● **What you are asked to do**
Write out, unchanged, the lines of data between the line containing "Warehouse picking: mark the dolphin" and the line containing "Warehouse picking: mark the textured", inclusive.

## Begin Information supplied

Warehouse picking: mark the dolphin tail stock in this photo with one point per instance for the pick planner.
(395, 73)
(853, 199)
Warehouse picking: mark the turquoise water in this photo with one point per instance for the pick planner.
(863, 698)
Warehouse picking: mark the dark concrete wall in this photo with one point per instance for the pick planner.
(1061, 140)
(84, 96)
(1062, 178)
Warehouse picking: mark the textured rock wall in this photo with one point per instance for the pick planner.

## End Information supplied
## Begin Information supplied

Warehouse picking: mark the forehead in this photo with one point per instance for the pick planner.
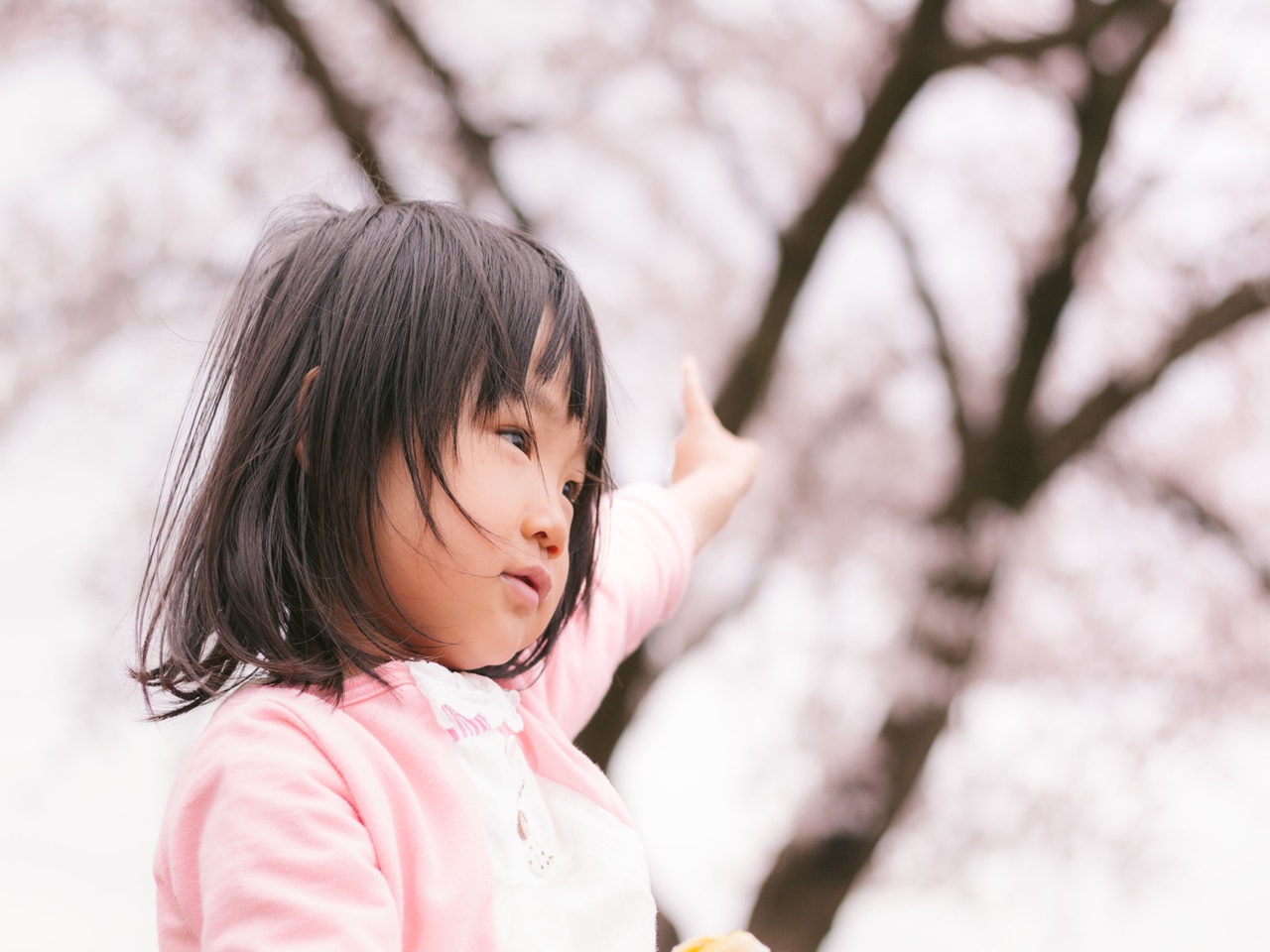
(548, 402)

## End Information supplied

● **Exercise result**
Warehouse picking: mark the dolphin tail stock in this photo with one point per instance for the pick planner.
(395, 73)
(853, 199)
Warehouse picking: mark the turquoise water in this photo with one point per instance for the pick planner.
(863, 698)
Warehouse picking: mark the dark concrete wall in this photo with one point per instance for the pick planner.
(1061, 140)
(84, 96)
(1062, 178)
Warehouse picking: mark the textured rock wall in this photo with one point per instance for the pick planner.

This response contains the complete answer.